* **Given task**
The data below should be restated word for word, with every picture omitted.

(Records from a point labeling set)

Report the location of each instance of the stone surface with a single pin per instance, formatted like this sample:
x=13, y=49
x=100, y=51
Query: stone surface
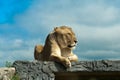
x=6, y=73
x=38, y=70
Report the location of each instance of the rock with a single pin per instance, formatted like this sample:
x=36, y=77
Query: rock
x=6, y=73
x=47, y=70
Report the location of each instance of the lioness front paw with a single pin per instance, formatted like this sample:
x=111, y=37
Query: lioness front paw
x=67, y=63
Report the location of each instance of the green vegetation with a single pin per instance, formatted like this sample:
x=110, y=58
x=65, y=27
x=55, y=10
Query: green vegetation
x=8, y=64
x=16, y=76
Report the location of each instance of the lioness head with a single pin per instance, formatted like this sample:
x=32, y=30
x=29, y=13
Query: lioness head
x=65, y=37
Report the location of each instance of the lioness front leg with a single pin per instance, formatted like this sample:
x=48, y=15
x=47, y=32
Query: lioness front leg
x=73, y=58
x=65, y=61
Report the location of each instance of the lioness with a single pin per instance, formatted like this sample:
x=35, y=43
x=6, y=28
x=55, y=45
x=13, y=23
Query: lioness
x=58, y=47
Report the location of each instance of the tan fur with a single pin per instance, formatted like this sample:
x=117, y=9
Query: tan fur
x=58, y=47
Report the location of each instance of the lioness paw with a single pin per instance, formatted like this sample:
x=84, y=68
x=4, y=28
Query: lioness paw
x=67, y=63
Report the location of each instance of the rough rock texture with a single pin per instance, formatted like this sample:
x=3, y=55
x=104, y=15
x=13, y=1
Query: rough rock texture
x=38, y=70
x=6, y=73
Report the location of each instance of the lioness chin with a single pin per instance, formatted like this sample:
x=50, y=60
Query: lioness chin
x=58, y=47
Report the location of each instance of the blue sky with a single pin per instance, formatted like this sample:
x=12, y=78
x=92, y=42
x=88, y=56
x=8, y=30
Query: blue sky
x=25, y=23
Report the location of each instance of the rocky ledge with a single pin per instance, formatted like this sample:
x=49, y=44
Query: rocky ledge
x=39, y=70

* **Solution**
Report the location of each instance of the stone surface with a single pin per instance, formatted like this sample:
x=13, y=49
x=100, y=51
Query: stone surface
x=6, y=73
x=38, y=70
Report the location of each instance of the rock with a single pin per instance, formatted like this sample:
x=36, y=77
Query: rock
x=6, y=73
x=47, y=70
Report the location of each instance of the lioness front paw with a single pin per instance, formatted like this sample:
x=111, y=37
Query: lioness front paw
x=67, y=63
Report the location of each instance of the green vegetation with a single pin per instance, formatted like this sample:
x=110, y=58
x=65, y=27
x=55, y=10
Query: green vegetation
x=8, y=64
x=16, y=76
Report the location of each instance of the lioness head with a single pin per instance, formatted like this sample:
x=32, y=30
x=29, y=13
Query: lioness head
x=65, y=37
Report the location of each instance of the lioness front leg with a single pin per instance, formatted like this sample:
x=48, y=15
x=47, y=32
Query: lioness front leg
x=73, y=58
x=65, y=61
Report the location of each instance of the lioness with a single pin per instance, formatted like this sample:
x=35, y=43
x=6, y=28
x=55, y=45
x=13, y=23
Query: lioness
x=58, y=47
Report the location of each instance of the tan fur with a single pin per instance, formatted like this sample:
x=117, y=9
Query: tan fur
x=58, y=47
Report the location of each instance of the lioness paw with a single pin per instance, formatted like this sample:
x=84, y=68
x=4, y=28
Query: lioness paw
x=67, y=63
Report the location of each instance of the rough rock texture with a single pin per instance, formatted like this sample:
x=3, y=55
x=104, y=15
x=13, y=1
Query: rough rock texture
x=38, y=70
x=6, y=73
Report the location of each instance of the lioness chin with a single pin per instance, formatted like this sample:
x=50, y=60
Query: lioness chin
x=58, y=47
Report the location of each instance of the blue sky with a single pin per instance, formatted like this sample:
x=12, y=78
x=92, y=42
x=88, y=56
x=8, y=30
Query: blue sky
x=25, y=23
Report the location of each instance of the rocky ledge with a single pin per instance, formatted like this sample:
x=49, y=44
Query: rocky ledge
x=39, y=70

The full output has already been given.